Records for the exercise:
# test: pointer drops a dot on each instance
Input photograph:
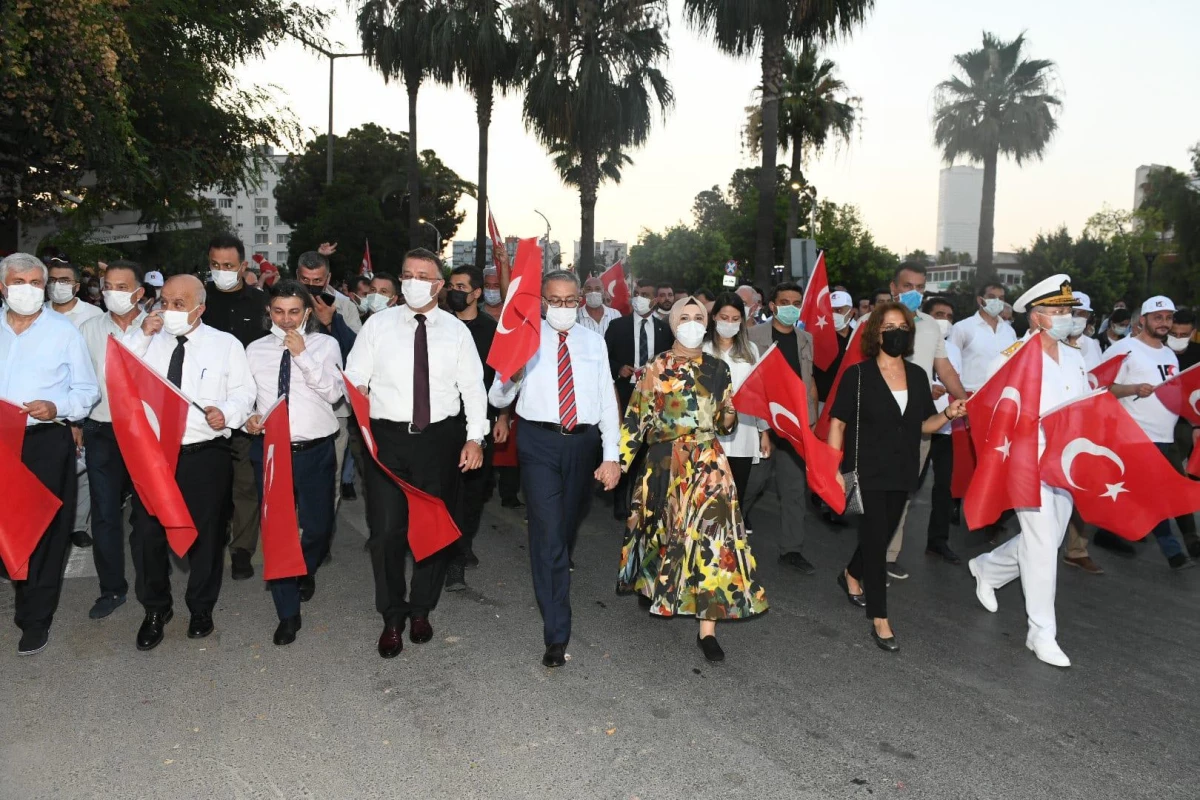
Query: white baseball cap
(1158, 302)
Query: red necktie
(567, 414)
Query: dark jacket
(623, 350)
(888, 443)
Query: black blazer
(623, 349)
(889, 443)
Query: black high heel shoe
(857, 600)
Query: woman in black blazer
(883, 407)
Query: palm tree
(739, 26)
(472, 41)
(1001, 103)
(592, 78)
(813, 108)
(396, 37)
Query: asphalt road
(804, 707)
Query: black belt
(557, 428)
(300, 446)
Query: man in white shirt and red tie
(208, 366)
(303, 366)
(419, 368)
(568, 411)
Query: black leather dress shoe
(199, 626)
(420, 631)
(391, 642)
(856, 600)
(556, 656)
(286, 633)
(307, 584)
(150, 633)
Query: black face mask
(895, 342)
(456, 300)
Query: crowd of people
(640, 403)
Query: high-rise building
(959, 198)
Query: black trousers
(941, 458)
(204, 477)
(430, 462)
(48, 451)
(881, 515)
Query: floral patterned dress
(687, 547)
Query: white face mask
(418, 294)
(25, 299)
(61, 293)
(119, 302)
(177, 322)
(561, 319)
(729, 330)
(690, 334)
(226, 280)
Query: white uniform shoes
(985, 594)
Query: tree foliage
(367, 199)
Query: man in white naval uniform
(1032, 555)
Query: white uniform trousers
(1032, 555)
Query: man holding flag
(1032, 555)
(209, 367)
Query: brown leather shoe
(391, 642)
(1084, 563)
(420, 631)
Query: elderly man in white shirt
(420, 370)
(303, 366)
(208, 366)
(568, 410)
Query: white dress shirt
(595, 400)
(95, 335)
(382, 360)
(600, 328)
(981, 347)
(215, 373)
(316, 383)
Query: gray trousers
(784, 471)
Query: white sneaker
(1049, 651)
(985, 594)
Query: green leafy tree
(1000, 103)
(591, 71)
(741, 28)
(367, 199)
(397, 37)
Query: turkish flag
(853, 355)
(774, 392)
(816, 313)
(282, 557)
(1125, 483)
(430, 525)
(149, 417)
(1005, 433)
(1105, 373)
(29, 505)
(519, 329)
(613, 282)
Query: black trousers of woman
(881, 515)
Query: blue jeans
(312, 476)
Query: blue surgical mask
(911, 299)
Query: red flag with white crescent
(282, 555)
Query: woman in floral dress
(687, 548)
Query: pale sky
(1127, 74)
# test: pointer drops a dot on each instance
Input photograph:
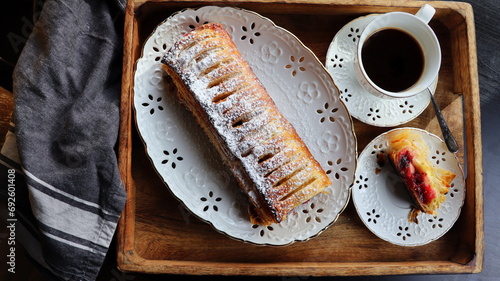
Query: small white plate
(383, 204)
(362, 105)
(301, 88)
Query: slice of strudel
(271, 163)
(426, 184)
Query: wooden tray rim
(129, 260)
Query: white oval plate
(303, 91)
(383, 204)
(362, 105)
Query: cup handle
(426, 13)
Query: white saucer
(383, 204)
(362, 105)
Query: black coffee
(393, 59)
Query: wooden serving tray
(157, 234)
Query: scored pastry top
(262, 149)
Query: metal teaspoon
(450, 141)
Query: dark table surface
(487, 23)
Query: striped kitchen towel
(66, 86)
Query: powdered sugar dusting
(241, 112)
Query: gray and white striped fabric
(67, 93)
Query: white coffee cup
(416, 26)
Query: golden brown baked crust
(261, 148)
(427, 184)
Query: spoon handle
(450, 141)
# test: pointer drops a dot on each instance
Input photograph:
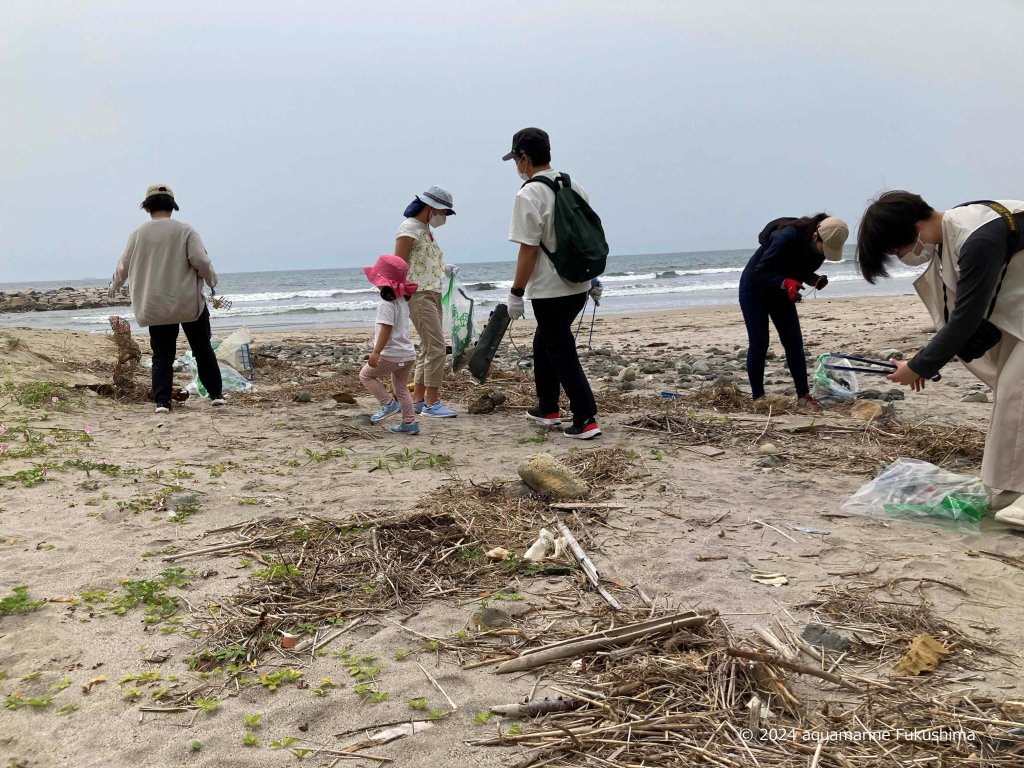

Task to complete:
Can you render the lines above as a Markdown table with a "Row" column numbering them and a "Line" column holding each one, skipping blank lines and leaving the pictures out?

Solution to the exercise:
| Row | Line |
|---|---|
| 1 | # test: pointer drops a dot on each instance |
| 2 | Input photograph: |
| 3 | Query: white baseball cap |
| 4 | (1158, 302) |
| 5 | Query: red necktie |
| 6 | (567, 414) |
| 7 | Query: dark jacket |
| 8 | (623, 350) |
| 9 | (888, 443) |
| 10 | Query: black blazer |
| 11 | (623, 349) |
| 12 | (889, 443) |
| 13 | Query: black high heel shoe |
| 14 | (857, 600) |
| 15 | Query: woman in black blazer |
| 16 | (883, 407) |
| 17 | Query: palm tree |
| 18 | (739, 26) |
| 19 | (472, 41) |
| 20 | (1001, 103) |
| 21 | (592, 78) |
| 22 | (813, 108) |
| 23 | (396, 37) |
| 24 | Query: asphalt road |
| 25 | (804, 707) |
| 26 | Query: black belt |
| 27 | (557, 428) |
| 28 | (300, 446) |
| 29 | Query: man in white shirt and red tie |
| 30 | (208, 366) |
| 31 | (303, 366) |
| 32 | (419, 368) |
| 33 | (568, 411) |
| 34 | Query: black leather dress shoe |
| 35 | (199, 626) |
| 36 | (420, 631) |
| 37 | (391, 642) |
| 38 | (856, 600) |
| 39 | (556, 656) |
| 40 | (286, 633) |
| 41 | (307, 584) |
| 42 | (150, 633) |
| 43 | Query: black face mask |
| 44 | (895, 342) |
| 45 | (456, 300) |
| 46 | Query: crowd of people |
| 47 | (640, 403) |
| 48 | Query: high-rise building |
| 49 | (959, 198) |
| 50 | Query: black trousers |
| 51 | (941, 458) |
| 52 | (204, 477) |
| 53 | (430, 462) |
| 54 | (48, 451) |
| 55 | (881, 515) |
| 56 | Query: floral patterned dress |
| 57 | (687, 547) |
| 58 | Query: white face mask |
| 59 | (418, 294) |
| 60 | (25, 299) |
| 61 | (61, 293) |
| 62 | (119, 302) |
| 63 | (177, 322) |
| 64 | (561, 319) |
| 65 | (729, 330) |
| 66 | (690, 334) |
| 67 | (226, 280) |
| 68 | Query: white uniform shoes |
| 69 | (985, 594) |
| 70 | Query: tree foliage |
| 71 | (367, 199) |
| 72 | Query: man in white naval uniform |
| 73 | (1032, 555) |
| 74 | Query: white uniform trousers |
| 75 | (1032, 555) |
| 76 | Query: man holding flag |
| 77 | (1032, 555) |
| 78 | (209, 367) |
| 79 | Query: brown leather shoe |
| 80 | (391, 642) |
| 81 | (1084, 563) |
| 82 | (420, 631) |
| 83 | Query: elderly man in white shirt |
| 84 | (420, 370) |
| 85 | (303, 366) |
| 86 | (208, 366) |
| 87 | (568, 410) |
| 88 | Query: white dress shirt |
| 89 | (595, 400) |
| 90 | (95, 335) |
| 91 | (382, 360) |
| 92 | (600, 328) |
| 93 | (981, 347) |
| 94 | (215, 373) |
| 95 | (316, 383) |
| 96 | Query: gray trousers |
| 97 | (784, 471) |
| 98 | Query: white sneaker |
| 99 | (1049, 651) |
| 100 | (985, 594) |
| 101 | Query: green leafy tree |
| 102 | (1000, 103) |
| 103 | (591, 71) |
| 104 | (741, 28) |
| 105 | (367, 199) |
| 106 | (397, 37) |
| 107 | Query: turkish flag |
| 108 | (853, 355) |
| 109 | (774, 392) |
| 110 | (816, 313) |
| 111 | (282, 557) |
| 112 | (1125, 483) |
| 113 | (430, 525) |
| 114 | (149, 417) |
| 115 | (1005, 433) |
| 116 | (1105, 373) |
| 117 | (29, 505) |
| 118 | (519, 329) |
| 119 | (613, 282) |
| 120 | Query: black trousers of woman |
| 121 | (881, 515) |
| 122 | Query: blue jeans |
| 123 | (312, 476) |
| 124 | Query: blue surgical mask |
| 125 | (911, 299) |
| 126 | Query: red flag with white crescent |
| 127 | (282, 555) |
| 128 | Query: woman in floral dress |
| 129 | (687, 548) |
| 130 | Query: pale sky |
| 131 | (1127, 74) |
| 132 | # test: pointer drops a dot on each instance |
| 133 | Input photograph: |
| 134 | Query: small white plate |
| 135 | (383, 204) |
| 136 | (362, 105) |
| 137 | (301, 88) |
| 138 | Query: slice of strudel |
| 139 | (271, 163) |
| 140 | (426, 184) |
| 141 | Query: wooden tray rim |
| 142 | (129, 260) |
| 143 | Query: white oval plate |
| 144 | (303, 91) |
| 145 | (383, 204) |
| 146 | (362, 105) |
| 147 | Query: cup handle |
| 148 | (426, 13) |
| 149 | Query: white saucer |
| 150 | (383, 204) |
| 151 | (362, 105) |
| 152 | Query: black coffee |
| 153 | (393, 59) |
| 154 | Query: wooden serving tray |
| 155 | (157, 234) |
| 156 | Query: scored pastry top |
| 157 | (262, 149) |
| 158 | Query: metal teaspoon |
| 159 | (450, 141) |
| 160 | Query: dark table surface |
| 161 | (487, 23) |
| 162 | Query: striped kitchen towel |
| 163 | (66, 86) |
| 164 | Query: powdered sugar dusting |
| 165 | (241, 112) |
| 166 | Query: gray and white striped fabric |
| 167 | (67, 93) |
| 168 | Query: white coffee cup |
| 169 | (416, 26) |
| 170 | Query: golden brown baked crust |
| 171 | (261, 148) |
| 172 | (427, 184) |
| 173 | Query: spoon handle |
| 174 | (450, 141) |
| 175 | # test: pointer drops a dot on each instance |
| 176 | Input photograph: |